Sir Charles Mansfield Tobias Clarke, 6th Baronet (8 September 1939 – 16 September 2019), known as Sir Toby Clarke since 1973, was a British businessman.

Clarke was the son of Sir Humphrey Clarke, 5th Baronet and was educated at Eton, Christ Church, Oxford, La Sorbonne, and New York University. He founded The Baronets' Journal in 1987 and from 1993 to 1996 he was chairman of the Standing Council of the Baronetage
Bankers Trust Co. He was associate director of Swiss Bank Corp. in 1992–94, underwriting member, Lloyds from 1984 to 2001, and lord of the Manor of Bibury.

Through his grandmother, Elfrida Roosevelt (Lady Clarke, wife of Sir Orme Bigland Clarke, Bt, CBE), he was related to U.S. President Theodore Roosevelt. President Roosevelt was his first cousin, three times removed. He was also the second cousin, three times removed to President Franklin D. Roosevelt.

He was married to Charlotte Walter and then Teresa Loraine Aphrodite de Chair (daughter of Somerset de Chair) (divorced). He has three children (by his second marriage): Theodora Roosevelt Clarke, Augusta Elfrida Clarke, and Olympic athlete Lawrence Somerset Clarke.

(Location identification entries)
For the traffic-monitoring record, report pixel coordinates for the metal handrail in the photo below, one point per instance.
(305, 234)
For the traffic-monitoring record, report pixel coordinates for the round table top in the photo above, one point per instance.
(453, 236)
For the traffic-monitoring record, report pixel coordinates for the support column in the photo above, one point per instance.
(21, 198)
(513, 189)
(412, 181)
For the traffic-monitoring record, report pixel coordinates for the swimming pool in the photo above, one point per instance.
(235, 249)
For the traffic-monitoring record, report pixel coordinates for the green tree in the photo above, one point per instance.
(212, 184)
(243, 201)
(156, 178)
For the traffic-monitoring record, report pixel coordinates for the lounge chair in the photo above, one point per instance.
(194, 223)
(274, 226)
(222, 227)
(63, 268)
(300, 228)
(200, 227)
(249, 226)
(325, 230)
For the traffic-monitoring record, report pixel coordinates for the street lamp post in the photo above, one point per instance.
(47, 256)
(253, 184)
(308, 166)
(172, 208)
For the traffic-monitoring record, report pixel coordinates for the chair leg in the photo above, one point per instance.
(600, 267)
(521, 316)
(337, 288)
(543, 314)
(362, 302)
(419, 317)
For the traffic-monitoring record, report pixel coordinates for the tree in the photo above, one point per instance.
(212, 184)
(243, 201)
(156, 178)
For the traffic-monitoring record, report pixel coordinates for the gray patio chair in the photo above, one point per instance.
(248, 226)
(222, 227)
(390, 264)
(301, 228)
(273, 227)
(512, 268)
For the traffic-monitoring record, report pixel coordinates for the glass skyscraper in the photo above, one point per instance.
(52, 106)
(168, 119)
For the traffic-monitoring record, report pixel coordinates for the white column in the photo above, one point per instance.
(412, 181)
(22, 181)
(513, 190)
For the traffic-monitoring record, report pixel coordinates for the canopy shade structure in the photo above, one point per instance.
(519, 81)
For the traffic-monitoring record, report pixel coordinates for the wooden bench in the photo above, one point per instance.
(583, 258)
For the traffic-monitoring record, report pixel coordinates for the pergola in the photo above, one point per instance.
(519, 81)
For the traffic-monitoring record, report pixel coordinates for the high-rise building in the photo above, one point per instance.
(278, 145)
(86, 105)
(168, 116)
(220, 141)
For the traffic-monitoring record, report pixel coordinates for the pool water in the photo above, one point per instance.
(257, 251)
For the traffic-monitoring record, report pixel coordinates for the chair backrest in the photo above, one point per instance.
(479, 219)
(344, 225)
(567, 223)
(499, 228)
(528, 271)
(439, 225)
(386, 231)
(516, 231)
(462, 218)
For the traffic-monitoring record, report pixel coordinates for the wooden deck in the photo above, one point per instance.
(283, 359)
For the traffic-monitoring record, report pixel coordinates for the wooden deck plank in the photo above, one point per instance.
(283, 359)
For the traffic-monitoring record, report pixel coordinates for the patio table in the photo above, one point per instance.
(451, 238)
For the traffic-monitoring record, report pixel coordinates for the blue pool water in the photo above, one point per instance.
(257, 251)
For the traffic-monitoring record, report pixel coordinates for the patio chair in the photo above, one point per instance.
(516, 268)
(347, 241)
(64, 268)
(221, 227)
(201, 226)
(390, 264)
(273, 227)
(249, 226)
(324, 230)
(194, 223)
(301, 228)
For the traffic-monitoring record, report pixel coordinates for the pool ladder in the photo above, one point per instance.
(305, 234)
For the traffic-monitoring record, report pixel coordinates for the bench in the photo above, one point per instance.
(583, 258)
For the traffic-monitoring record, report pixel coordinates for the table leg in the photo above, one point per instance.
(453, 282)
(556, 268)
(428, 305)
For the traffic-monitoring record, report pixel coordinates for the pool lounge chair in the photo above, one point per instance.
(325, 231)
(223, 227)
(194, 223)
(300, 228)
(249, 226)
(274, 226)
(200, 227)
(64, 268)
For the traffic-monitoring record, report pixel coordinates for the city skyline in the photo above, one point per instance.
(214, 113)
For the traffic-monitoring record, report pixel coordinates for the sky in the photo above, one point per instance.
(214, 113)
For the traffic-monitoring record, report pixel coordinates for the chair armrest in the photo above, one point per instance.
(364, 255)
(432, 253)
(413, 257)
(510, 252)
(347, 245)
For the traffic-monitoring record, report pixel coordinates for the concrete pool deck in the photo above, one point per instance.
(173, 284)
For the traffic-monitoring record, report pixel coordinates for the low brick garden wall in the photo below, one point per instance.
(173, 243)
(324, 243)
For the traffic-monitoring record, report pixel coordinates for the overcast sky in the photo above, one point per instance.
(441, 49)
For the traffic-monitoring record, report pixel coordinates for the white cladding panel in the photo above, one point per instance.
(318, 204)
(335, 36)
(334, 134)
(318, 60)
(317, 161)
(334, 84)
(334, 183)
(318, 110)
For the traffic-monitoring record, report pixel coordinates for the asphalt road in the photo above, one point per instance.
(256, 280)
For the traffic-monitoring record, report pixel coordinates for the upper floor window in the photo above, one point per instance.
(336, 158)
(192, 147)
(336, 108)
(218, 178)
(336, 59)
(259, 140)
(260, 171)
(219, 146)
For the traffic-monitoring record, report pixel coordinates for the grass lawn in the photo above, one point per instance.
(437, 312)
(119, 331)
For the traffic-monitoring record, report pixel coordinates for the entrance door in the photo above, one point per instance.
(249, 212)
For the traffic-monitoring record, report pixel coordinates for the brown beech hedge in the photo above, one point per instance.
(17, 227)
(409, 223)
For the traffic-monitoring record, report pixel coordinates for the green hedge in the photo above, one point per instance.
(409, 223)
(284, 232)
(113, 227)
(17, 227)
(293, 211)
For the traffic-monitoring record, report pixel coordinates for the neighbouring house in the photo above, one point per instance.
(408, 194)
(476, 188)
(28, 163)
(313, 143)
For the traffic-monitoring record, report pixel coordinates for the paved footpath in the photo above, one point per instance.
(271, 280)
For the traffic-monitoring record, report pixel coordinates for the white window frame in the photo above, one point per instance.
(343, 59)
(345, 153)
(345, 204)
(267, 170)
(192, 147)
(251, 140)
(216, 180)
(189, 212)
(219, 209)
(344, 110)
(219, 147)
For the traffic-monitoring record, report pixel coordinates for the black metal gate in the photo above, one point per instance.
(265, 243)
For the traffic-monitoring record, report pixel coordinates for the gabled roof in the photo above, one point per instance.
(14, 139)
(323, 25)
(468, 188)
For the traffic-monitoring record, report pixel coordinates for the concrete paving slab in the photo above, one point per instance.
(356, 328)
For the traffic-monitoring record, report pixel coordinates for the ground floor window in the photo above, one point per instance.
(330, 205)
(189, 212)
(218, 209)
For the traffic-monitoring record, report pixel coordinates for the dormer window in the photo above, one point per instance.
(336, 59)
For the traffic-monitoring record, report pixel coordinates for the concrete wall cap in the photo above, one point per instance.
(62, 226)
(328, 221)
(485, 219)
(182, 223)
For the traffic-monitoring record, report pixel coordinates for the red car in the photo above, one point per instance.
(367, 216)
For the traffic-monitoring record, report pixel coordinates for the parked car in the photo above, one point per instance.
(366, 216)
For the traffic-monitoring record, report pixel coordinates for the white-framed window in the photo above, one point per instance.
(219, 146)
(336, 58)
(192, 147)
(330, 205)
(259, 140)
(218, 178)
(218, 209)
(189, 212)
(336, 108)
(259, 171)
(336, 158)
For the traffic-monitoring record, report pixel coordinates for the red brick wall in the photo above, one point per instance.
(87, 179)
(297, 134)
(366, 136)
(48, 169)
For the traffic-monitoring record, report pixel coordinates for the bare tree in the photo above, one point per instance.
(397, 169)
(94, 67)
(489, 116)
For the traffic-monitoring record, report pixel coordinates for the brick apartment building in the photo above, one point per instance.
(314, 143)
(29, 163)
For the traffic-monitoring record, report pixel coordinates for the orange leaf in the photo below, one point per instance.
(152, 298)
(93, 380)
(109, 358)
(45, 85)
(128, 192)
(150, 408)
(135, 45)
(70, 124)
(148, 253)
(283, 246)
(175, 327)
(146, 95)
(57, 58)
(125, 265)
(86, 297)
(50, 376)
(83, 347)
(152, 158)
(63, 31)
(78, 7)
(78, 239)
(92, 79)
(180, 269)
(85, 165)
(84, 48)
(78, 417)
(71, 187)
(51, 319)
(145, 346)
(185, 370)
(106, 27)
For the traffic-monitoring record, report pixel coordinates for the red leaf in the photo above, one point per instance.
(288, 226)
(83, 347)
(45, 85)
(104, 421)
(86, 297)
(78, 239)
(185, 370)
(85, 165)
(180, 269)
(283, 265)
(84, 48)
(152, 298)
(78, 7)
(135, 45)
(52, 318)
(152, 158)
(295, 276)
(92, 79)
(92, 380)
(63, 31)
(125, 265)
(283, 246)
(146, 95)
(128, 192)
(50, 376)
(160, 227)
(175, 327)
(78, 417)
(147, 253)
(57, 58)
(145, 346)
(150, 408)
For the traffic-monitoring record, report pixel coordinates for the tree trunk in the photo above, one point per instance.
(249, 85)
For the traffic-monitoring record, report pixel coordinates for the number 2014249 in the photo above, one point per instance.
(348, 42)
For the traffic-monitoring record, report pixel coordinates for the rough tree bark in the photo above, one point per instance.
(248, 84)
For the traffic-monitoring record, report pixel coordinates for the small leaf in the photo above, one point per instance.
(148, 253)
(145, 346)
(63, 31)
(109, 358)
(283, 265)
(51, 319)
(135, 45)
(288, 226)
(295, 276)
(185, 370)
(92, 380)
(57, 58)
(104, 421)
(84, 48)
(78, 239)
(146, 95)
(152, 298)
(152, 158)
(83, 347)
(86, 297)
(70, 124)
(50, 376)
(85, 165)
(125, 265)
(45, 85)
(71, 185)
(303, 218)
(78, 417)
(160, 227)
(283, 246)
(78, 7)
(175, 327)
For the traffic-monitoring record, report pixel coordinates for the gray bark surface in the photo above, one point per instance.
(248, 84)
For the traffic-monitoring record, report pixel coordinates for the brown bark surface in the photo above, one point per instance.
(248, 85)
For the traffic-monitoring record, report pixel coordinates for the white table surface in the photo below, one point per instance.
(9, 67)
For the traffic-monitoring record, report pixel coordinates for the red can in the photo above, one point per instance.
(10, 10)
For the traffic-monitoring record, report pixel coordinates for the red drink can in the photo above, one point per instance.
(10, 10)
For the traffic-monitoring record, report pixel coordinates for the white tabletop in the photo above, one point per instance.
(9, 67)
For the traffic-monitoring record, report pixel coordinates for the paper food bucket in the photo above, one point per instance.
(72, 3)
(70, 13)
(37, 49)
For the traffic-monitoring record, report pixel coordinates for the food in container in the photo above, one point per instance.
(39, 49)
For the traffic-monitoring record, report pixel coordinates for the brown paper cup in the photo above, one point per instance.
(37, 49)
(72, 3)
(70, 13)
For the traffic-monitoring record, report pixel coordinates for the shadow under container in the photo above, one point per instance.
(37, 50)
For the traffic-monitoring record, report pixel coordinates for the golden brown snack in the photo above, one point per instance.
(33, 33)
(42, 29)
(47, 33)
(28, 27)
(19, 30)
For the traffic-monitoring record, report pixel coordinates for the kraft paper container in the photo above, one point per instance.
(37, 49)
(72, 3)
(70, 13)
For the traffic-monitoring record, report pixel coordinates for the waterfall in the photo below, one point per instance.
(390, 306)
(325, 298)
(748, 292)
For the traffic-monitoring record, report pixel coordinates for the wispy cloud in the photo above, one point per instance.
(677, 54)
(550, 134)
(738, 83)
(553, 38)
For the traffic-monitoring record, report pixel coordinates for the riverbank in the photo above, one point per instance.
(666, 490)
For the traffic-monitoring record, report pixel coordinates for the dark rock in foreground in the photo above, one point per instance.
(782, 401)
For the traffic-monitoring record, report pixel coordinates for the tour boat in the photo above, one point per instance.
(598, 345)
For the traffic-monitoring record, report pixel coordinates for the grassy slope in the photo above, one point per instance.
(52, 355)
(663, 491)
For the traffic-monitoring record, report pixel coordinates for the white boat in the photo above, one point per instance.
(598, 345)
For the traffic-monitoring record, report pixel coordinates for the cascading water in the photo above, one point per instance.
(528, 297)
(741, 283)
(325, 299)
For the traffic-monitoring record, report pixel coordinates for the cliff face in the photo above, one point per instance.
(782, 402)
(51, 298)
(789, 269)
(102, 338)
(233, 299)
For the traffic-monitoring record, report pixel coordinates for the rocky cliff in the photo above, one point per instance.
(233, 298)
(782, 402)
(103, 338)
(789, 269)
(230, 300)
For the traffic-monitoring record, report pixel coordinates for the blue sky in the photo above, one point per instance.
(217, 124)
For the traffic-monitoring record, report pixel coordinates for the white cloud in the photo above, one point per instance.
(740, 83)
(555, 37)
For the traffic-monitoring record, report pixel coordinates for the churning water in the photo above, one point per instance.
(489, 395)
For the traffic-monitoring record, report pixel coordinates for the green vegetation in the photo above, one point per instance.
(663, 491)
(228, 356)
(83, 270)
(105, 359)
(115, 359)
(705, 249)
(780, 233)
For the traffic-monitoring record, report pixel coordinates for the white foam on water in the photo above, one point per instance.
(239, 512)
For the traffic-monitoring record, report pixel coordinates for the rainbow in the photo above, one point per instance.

Aim —
Repeat the biography word for word from "He was married" up to and including "Lawrence Somerset Clarke.". Rely only on the biography and nothing else.

Reply —
He was married to Charlotte Walter and then Teresa Loraine Aphrodite de Chair (daughter of Somerset de Chair) (divorced). He has three children (by his second marriage): Theodora Roosevelt Clarke, Augusta Elfrida Clarke, and Olympic athlete Lawrence Somerset Clarke.